Output all of the data exactly, keeping any images out of the copy.

| Image-grounded pointing data |
============================================================

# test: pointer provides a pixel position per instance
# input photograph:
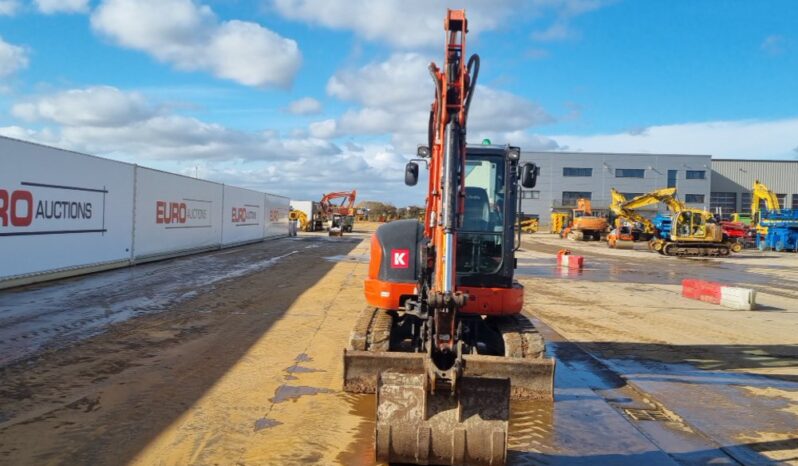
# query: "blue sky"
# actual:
(300, 97)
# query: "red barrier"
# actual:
(566, 259)
(701, 290)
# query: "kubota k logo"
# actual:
(400, 258)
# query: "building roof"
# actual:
(757, 160)
(557, 152)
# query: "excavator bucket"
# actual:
(415, 426)
(466, 427)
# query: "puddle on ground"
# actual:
(359, 258)
(360, 450)
(294, 392)
(266, 423)
(295, 369)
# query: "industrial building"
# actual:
(565, 177)
(732, 181)
(720, 185)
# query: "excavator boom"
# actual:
(443, 344)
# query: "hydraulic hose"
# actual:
(473, 71)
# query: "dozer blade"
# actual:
(415, 426)
(531, 379)
(624, 244)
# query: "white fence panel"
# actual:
(175, 214)
(61, 210)
(277, 223)
(243, 213)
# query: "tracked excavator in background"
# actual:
(340, 217)
(624, 235)
(443, 343)
(584, 225)
(776, 228)
(684, 231)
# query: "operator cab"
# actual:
(486, 237)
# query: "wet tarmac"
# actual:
(52, 315)
(751, 268)
(278, 399)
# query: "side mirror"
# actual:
(529, 175)
(411, 173)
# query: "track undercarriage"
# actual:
(503, 359)
(687, 249)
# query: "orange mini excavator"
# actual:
(443, 343)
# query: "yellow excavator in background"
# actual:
(760, 193)
(530, 225)
(685, 232)
(625, 234)
(301, 219)
(584, 225)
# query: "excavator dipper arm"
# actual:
(444, 372)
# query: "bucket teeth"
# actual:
(421, 428)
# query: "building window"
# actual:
(569, 198)
(672, 178)
(570, 171)
(631, 195)
(630, 173)
(726, 202)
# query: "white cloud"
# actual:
(394, 97)
(374, 170)
(9, 7)
(62, 6)
(107, 121)
(400, 81)
(323, 129)
(413, 23)
(93, 106)
(732, 139)
(304, 106)
(774, 44)
(495, 110)
(12, 58)
(192, 38)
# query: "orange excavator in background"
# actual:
(584, 225)
(339, 217)
(443, 343)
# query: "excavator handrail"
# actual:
(346, 206)
(759, 193)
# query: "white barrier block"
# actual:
(742, 299)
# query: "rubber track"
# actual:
(358, 339)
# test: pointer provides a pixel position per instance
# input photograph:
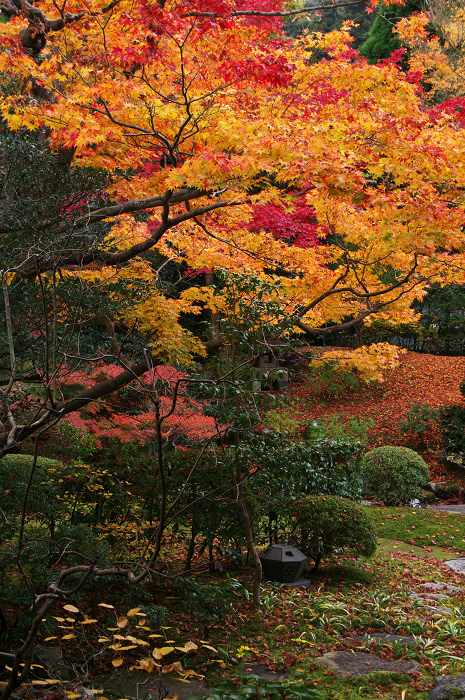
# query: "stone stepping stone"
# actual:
(459, 509)
(384, 637)
(436, 597)
(358, 663)
(457, 565)
(443, 587)
(262, 671)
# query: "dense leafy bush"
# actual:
(340, 427)
(394, 474)
(14, 476)
(328, 523)
(287, 470)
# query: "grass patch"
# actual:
(421, 527)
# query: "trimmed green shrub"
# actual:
(394, 474)
(324, 524)
(14, 476)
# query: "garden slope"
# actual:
(420, 378)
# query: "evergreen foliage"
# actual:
(382, 39)
(394, 474)
(328, 523)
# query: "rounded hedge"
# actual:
(324, 524)
(394, 474)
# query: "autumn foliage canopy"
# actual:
(229, 146)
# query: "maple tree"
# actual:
(227, 146)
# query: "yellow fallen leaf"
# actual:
(163, 651)
(70, 608)
(188, 646)
(148, 665)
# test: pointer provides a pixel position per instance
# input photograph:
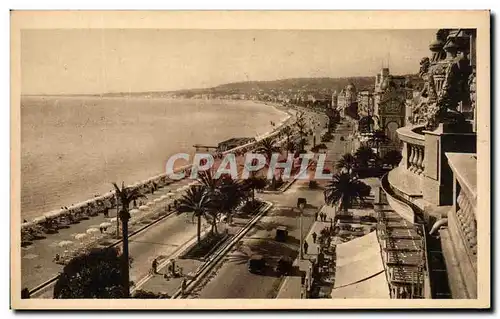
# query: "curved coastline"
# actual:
(108, 200)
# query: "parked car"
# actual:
(281, 233)
(257, 264)
(284, 266)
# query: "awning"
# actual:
(359, 269)
(374, 288)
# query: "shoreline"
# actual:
(107, 200)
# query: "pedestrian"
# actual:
(183, 286)
(306, 245)
(154, 266)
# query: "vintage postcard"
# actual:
(250, 160)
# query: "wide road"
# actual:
(232, 279)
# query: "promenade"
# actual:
(163, 239)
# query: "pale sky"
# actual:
(97, 61)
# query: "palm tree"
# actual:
(268, 148)
(198, 200)
(207, 179)
(289, 145)
(301, 126)
(230, 193)
(363, 156)
(344, 188)
(347, 163)
(254, 182)
(126, 195)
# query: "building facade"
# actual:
(435, 185)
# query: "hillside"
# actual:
(286, 86)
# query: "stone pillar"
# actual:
(438, 177)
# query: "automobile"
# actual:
(281, 233)
(257, 264)
(284, 266)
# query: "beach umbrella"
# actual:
(53, 214)
(65, 243)
(80, 236)
(92, 231)
(40, 219)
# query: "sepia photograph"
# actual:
(212, 160)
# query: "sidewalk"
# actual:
(291, 287)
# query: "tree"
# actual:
(343, 189)
(301, 126)
(289, 144)
(392, 158)
(96, 274)
(363, 156)
(229, 196)
(198, 200)
(347, 163)
(126, 196)
(268, 148)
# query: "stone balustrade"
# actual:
(466, 218)
(462, 217)
(413, 149)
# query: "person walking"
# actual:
(183, 286)
(154, 266)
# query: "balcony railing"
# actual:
(463, 214)
(413, 149)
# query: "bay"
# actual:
(74, 147)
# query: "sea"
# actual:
(74, 147)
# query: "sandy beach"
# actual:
(74, 147)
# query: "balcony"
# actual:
(460, 237)
(407, 179)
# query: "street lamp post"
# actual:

============================================================

| TASK RESULT |
# test: pointer provides a pixel position per instance
# input photograph:
# query: "blue sky"
# actual:
(300, 97)
# query: "red barrier"
# actual:
(566, 259)
(701, 290)
# query: "kubota k logo"
# actual:
(400, 258)
# query: "building roof"
# actual:
(757, 160)
(557, 152)
# query: "excavator bucket"
# actual:
(415, 426)
(466, 427)
# query: "puddle on ground"
# actual:
(359, 258)
(360, 450)
(294, 392)
(266, 423)
(295, 369)
# query: "industrial building"
# actual:
(565, 177)
(732, 181)
(720, 185)
# query: "excavator boom"
# actual:
(443, 344)
# query: "hydraulic hose"
# actual:
(473, 71)
# query: "dozer blade"
# actual:
(415, 426)
(531, 379)
(624, 244)
# query: "white fence panel"
# actual:
(175, 214)
(61, 210)
(277, 223)
(243, 213)
# query: "tracked excavator in background"
# actual:
(340, 217)
(624, 235)
(443, 343)
(584, 225)
(776, 228)
(684, 231)
# query: "operator cab"
# actual:
(486, 237)
# query: "wet tarmac"
# actual:
(52, 315)
(751, 268)
(278, 399)
# query: "side mirror"
# actual:
(529, 175)
(411, 173)
# query: "track undercarriage"
# actual:
(503, 359)
(687, 249)
# query: "orange mini excavator"
# actual:
(443, 343)
# query: "yellow excavator in background"
# actual:
(760, 193)
(530, 225)
(685, 232)
(625, 234)
(301, 219)
(584, 225)
# query: "excavator dipper arm"
# actual:
(444, 372)
# query: "bucket teeth"
# actual:
(421, 428)
# query: "building window"
# actual:
(569, 198)
(672, 178)
(570, 171)
(631, 195)
(630, 173)
(726, 202)
# query: "white cloud"
# actual:
(394, 97)
(374, 170)
(9, 7)
(62, 6)
(107, 121)
(400, 81)
(323, 129)
(413, 23)
(93, 106)
(732, 139)
(304, 106)
(774, 44)
(495, 110)
(12, 58)
(192, 38)
# query: "orange excavator in background"
# actual:
(584, 225)
(339, 217)
(443, 343)
# query: "excavator handrail"
# actual:
(346, 206)
(759, 193)
# query: "white barrier block"
# actual:
(742, 299)
# query: "rubber track"
# actual:
(358, 339)
# test: pointer provides a pixel position per instance
# input photograph:
# query: "stone stepping stone"
# actual:
(459, 509)
(384, 637)
(436, 597)
(358, 663)
(457, 565)
(443, 587)
(262, 671)
# query: "dense leafy bush"
# actual:
(340, 427)
(394, 474)
(14, 476)
(328, 523)
(287, 470)
# query: "grass patch"
# actual:
(421, 527)
# query: "trimmed green shrub"
# actual:
(394, 474)
(324, 524)
(14, 476)
# query: "garden slope"
# actual:
(420, 378)
# query: "evergreen foliage"
# actual:
(382, 39)
(394, 474)
(328, 523)
# query: "rounded hedge"
# actual:
(324, 524)
(394, 474)
# query: "autumn foliage canopy"
# actual:
(229, 146)
# query: "maple tree"
# actual:
(227, 146)
# query: "yellow fallen leaf"
# actual:
(163, 651)
(70, 608)
(188, 646)
(148, 665)
# test: pointer provides a pixel position per instance
# input photograph:
# query: "curved coastline"
# actual:
(108, 200)
# query: "parked car"
# actual:
(281, 233)
(257, 264)
(284, 266)
# query: "awning"
# actual:
(359, 269)
(374, 288)
# query: "shoreline"
# actual:
(107, 200)
# query: "pedestrian"
# actual:
(183, 286)
(306, 245)
(154, 266)
# query: "vintage postcard"
# actual:
(250, 160)
# query: "wide road"
# actual:
(232, 279)
# query: "promenade"
# actual:
(163, 239)
# query: "pale sky"
# actual:
(97, 61)
# query: "palm tree"
# actual:
(268, 148)
(198, 200)
(207, 179)
(289, 145)
(301, 126)
(230, 193)
(363, 156)
(344, 188)
(347, 163)
(254, 182)
(126, 195)
# query: "building facade"
# actual:
(435, 185)
# query: "hillside"
# actual:
(286, 86)
# query: "stone pillar"
# actual:
(438, 177)
# query: "automobile"
# actual:
(281, 233)
(257, 264)
(284, 266)
# query: "beach umbrella"
# actual:
(53, 214)
(65, 243)
(80, 236)
(92, 231)
(40, 219)
# query: "sepia photograph"
# actual:
(212, 160)
# query: "sidewalk"
# actual:
(291, 287)
# query: "tree"
# actual:
(343, 189)
(301, 126)
(289, 144)
(392, 158)
(96, 274)
(363, 156)
(229, 196)
(198, 200)
(347, 163)
(126, 196)
(268, 148)
# query: "stone balustrade"
# actual:
(466, 218)
(462, 217)
(413, 149)
# query: "person walking"
# actual:
(183, 286)
(154, 266)
# query: "balcony railing"
# actual:
(463, 214)
(413, 149)
# query: "bay"
# actual:
(74, 147)
# query: "sea"
# actual:
(74, 147)
# query: "sandy beach"
# actual:
(74, 147)
# query: "balcony"
# actual:
(460, 237)
(407, 179)
# query: "street lamp post"
# actual:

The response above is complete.